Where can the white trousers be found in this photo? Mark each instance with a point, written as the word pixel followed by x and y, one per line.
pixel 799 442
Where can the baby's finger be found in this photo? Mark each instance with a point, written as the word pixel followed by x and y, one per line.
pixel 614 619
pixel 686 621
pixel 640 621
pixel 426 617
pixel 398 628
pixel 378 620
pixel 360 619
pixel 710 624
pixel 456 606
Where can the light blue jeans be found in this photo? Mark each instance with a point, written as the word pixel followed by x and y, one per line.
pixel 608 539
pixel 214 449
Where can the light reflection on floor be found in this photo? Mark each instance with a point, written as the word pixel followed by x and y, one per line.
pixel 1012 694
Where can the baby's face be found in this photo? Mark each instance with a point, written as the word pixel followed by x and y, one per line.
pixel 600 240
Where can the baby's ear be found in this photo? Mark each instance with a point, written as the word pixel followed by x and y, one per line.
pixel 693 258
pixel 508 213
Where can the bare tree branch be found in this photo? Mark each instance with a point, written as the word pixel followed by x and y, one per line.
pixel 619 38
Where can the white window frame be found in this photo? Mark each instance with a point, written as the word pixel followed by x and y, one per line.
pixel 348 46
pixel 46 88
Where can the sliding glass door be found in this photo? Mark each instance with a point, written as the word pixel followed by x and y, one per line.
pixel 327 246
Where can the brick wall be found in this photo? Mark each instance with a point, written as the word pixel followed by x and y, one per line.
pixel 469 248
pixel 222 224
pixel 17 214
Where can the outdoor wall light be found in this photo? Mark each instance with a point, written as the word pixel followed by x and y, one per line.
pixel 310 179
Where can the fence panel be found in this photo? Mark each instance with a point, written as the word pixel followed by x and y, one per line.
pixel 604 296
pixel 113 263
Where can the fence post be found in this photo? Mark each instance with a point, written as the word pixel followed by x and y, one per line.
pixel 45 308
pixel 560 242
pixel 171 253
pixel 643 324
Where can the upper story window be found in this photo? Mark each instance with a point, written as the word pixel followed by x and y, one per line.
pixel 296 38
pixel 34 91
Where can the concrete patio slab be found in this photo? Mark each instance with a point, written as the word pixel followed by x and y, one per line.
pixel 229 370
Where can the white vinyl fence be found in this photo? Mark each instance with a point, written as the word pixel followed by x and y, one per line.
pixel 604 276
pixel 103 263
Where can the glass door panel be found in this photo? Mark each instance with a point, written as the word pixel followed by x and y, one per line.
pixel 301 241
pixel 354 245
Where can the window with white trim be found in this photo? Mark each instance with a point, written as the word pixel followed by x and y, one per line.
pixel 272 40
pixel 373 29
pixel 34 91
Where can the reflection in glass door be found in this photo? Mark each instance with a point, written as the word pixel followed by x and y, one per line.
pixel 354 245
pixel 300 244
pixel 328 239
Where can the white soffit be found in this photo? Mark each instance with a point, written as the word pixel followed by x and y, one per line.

════════════════

**What to produce:** Put every line of the records, starting with the line that contains "Where can the concrete" and running through the end of the records, into a JSON list of strings with one string per line. Leave out blank lines.

**Output of the task:**
[
  "Where can the concrete patio slab be found in this photo? Mark each instance with a point, written as the word pixel followed by x and y, one per line.",
  "pixel 229 370",
  "Where can the white vinyl fence be found in this photo? Mark each instance with a point, written as the word pixel followed by x and y, one per line.",
  "pixel 604 276",
  "pixel 103 263",
  "Where can the glass door panel be found in this photo? Mark each instance with a point, written as the word pixel followed by x and y, one per line.",
  "pixel 301 241",
  "pixel 354 245",
  "Where can the window with white trim be found in this photo? Mark each instance with a point, written as the word pixel followed by x and y, one per line.",
  "pixel 272 40",
  "pixel 373 29",
  "pixel 34 91",
  "Where can the reflection in glass door be found in this photo? Mark each instance with a point, written as the word pixel followed by x and y, one per line.",
  "pixel 354 245",
  "pixel 300 244",
  "pixel 328 239",
  "Where can the white soffit be found in this photo? Mark each instance with a point, written as the word pixel followed by x and y, one per line."
]